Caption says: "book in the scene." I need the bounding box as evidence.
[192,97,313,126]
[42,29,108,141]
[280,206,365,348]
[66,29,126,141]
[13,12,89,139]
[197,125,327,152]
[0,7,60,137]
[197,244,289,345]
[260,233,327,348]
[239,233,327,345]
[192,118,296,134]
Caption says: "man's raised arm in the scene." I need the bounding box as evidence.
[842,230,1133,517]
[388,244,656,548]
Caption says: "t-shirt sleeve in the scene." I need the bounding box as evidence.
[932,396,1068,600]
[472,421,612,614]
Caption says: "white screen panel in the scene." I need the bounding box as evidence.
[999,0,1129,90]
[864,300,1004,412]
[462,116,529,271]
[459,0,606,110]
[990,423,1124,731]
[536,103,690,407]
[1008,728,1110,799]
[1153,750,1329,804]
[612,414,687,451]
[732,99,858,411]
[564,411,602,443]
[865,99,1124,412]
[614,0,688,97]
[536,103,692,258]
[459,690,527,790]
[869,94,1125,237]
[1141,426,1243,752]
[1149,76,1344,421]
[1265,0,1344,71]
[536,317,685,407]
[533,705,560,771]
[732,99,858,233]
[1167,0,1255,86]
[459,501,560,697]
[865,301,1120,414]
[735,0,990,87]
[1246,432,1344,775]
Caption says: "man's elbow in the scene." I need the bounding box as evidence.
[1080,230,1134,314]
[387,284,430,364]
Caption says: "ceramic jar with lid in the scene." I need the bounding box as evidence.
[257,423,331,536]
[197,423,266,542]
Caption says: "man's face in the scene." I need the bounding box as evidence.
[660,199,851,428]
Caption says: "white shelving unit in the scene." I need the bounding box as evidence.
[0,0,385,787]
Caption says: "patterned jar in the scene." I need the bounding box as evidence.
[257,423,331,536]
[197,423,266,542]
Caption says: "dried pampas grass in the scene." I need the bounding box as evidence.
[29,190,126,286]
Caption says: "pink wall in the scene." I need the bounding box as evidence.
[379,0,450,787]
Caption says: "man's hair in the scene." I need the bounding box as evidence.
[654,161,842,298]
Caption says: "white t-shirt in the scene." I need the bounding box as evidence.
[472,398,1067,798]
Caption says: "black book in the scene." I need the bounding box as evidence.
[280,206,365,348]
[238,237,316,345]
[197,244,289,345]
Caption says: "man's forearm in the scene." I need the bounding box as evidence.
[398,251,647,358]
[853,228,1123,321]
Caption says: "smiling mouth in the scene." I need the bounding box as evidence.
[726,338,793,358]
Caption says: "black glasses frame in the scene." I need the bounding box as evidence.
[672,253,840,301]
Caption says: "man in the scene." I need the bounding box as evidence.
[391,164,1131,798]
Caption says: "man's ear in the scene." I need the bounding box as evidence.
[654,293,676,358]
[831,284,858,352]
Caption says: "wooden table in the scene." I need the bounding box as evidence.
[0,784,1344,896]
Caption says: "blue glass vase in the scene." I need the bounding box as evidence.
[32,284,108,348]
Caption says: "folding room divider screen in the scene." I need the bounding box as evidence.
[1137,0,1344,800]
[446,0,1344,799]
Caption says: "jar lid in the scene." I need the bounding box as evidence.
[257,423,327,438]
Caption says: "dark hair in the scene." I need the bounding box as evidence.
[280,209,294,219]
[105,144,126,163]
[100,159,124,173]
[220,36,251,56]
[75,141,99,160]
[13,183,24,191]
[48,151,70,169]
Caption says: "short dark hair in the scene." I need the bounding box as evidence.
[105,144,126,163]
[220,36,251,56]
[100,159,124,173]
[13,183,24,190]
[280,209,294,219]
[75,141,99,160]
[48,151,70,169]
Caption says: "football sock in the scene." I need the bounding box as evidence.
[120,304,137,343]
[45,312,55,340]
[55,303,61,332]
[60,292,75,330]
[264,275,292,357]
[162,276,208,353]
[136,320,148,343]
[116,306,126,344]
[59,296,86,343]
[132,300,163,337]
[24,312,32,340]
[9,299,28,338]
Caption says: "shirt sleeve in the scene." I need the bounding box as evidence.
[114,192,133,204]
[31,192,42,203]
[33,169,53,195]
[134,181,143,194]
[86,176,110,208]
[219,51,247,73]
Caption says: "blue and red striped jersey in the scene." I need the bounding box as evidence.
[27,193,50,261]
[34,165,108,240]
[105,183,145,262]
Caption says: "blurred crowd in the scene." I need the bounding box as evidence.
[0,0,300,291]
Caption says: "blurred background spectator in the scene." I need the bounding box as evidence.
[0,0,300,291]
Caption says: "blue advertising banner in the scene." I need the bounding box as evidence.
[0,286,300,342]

++++++

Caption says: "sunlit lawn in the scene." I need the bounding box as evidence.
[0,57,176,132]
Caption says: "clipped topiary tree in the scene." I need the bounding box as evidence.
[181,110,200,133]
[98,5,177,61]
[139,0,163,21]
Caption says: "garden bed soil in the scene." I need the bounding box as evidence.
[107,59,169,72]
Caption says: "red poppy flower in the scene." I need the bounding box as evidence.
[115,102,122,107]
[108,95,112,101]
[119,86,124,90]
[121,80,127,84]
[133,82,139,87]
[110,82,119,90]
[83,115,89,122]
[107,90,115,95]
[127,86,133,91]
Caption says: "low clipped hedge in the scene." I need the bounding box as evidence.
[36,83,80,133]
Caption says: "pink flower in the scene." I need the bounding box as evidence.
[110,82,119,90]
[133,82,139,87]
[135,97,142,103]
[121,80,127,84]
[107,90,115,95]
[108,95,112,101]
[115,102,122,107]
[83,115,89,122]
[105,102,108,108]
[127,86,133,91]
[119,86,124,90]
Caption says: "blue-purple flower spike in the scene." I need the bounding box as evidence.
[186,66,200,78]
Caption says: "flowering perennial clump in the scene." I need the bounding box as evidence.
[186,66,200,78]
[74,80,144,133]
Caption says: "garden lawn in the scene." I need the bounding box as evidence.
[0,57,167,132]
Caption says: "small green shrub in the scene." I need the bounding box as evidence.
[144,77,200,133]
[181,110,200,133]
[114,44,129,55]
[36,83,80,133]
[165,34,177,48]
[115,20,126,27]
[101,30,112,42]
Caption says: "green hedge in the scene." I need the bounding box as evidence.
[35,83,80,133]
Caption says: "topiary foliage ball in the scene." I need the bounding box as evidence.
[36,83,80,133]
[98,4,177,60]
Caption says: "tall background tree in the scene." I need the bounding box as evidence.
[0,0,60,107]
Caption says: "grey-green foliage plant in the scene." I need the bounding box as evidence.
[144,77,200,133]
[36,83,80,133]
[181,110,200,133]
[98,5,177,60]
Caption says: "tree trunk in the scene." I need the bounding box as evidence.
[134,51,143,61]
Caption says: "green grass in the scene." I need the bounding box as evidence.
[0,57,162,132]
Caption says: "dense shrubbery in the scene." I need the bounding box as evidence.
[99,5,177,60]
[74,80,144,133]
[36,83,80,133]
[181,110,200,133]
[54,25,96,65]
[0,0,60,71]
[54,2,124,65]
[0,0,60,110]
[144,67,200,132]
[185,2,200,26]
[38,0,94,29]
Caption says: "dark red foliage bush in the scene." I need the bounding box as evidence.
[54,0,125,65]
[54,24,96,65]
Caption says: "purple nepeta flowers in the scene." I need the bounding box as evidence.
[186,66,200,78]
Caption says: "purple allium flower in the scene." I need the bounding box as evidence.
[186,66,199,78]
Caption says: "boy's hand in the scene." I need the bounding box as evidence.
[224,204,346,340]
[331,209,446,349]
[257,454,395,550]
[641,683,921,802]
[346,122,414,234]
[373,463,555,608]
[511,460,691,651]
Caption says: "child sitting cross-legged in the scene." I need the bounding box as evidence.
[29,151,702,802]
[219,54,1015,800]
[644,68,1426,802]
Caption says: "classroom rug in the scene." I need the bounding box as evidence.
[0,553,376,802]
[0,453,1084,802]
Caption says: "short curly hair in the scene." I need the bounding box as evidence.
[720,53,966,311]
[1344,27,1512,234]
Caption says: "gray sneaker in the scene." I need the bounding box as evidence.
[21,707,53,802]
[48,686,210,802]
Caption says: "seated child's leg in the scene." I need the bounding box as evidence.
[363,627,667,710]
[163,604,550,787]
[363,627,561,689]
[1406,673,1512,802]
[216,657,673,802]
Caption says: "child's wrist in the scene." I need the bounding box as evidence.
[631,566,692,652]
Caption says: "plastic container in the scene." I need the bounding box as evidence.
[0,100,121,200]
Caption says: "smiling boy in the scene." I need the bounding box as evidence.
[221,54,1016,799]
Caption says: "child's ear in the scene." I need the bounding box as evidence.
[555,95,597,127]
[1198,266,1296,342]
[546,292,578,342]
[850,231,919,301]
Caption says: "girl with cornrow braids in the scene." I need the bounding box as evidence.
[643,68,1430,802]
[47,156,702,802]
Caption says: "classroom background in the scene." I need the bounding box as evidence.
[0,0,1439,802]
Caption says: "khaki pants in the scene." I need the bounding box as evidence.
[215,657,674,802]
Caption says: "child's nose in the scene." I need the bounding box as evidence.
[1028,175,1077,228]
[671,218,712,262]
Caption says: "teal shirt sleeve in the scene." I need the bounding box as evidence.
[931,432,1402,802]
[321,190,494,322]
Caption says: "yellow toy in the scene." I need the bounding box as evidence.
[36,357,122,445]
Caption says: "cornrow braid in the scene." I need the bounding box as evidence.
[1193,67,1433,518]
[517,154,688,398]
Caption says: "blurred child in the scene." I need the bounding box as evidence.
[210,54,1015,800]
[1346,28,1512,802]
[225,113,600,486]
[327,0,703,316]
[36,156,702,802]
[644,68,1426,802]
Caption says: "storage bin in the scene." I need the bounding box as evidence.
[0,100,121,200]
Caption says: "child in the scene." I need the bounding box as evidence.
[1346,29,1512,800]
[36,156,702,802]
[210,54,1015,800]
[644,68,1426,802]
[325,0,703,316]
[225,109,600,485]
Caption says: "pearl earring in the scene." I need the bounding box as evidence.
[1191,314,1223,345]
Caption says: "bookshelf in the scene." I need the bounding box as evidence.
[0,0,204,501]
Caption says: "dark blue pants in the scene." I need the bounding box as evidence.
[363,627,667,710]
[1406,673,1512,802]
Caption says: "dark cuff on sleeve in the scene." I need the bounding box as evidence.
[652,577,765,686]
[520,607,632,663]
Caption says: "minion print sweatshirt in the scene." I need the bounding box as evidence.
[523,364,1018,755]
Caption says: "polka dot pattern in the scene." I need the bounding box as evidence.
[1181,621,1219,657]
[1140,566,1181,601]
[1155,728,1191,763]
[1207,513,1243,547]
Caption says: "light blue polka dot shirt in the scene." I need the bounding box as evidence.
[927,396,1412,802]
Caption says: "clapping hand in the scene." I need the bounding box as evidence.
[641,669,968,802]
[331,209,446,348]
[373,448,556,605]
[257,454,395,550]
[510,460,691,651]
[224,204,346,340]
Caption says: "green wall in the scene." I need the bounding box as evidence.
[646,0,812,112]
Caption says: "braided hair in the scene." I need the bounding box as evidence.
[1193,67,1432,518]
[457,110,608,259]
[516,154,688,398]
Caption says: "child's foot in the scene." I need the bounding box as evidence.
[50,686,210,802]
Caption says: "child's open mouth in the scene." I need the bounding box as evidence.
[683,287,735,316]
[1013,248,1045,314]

++++++

- **Written exercise**
Starting at the line containing "nose in the" and ending at the line containing "[520,607,632,663]", swap "storage bin" for "toy chest" and give back only those lines, with everything else unchanged.

- **Response to the task**
Caption says: "child's nose in the scene." I need the bounding box as evidence.
[1028,175,1077,228]
[671,218,712,262]
Caption says: "teal shirt sleeve in the scene." I need the bounding box as evidence.
[931,432,1402,802]
[321,190,494,322]
Caption says: "yellow toy in the scene." I need the bounding box as evidence.
[36,357,122,445]
Caption says: "cornrow braid in the scene." I need the bounding box as evidence.
[1193,67,1433,518]
[517,154,688,398]
Caption says: "blurred child in the scene." I need the bounding box as evidence.
[210,54,1015,800]
[1346,28,1512,802]
[225,113,600,486]
[327,0,703,316]
[36,156,702,802]
[644,68,1426,802]
Caption says: "toy chest in the scene." I need the bounding box as evidence.
[0,100,121,200]
Caption says: "child in the scene." I need the bounding box as evidence.
[1346,29,1512,800]
[36,156,702,802]
[210,54,1015,800]
[644,68,1426,802]
[325,0,703,316]
[225,109,600,485]
Caption says: "pearl earring in the scene." I need the bounding box as evidence.
[1191,314,1223,345]
Caption says: "bookshelf in the scene." I need the bounding box as evidence.
[0,0,204,501]
Caption says: "dark blue pants in the scene." I need the bounding box as evidence.
[363,627,667,710]
[1406,673,1512,802]
Caption says: "dark cuff on sleeve in the scene." I need the bounding box as evidence.
[652,577,765,686]
[520,607,632,663]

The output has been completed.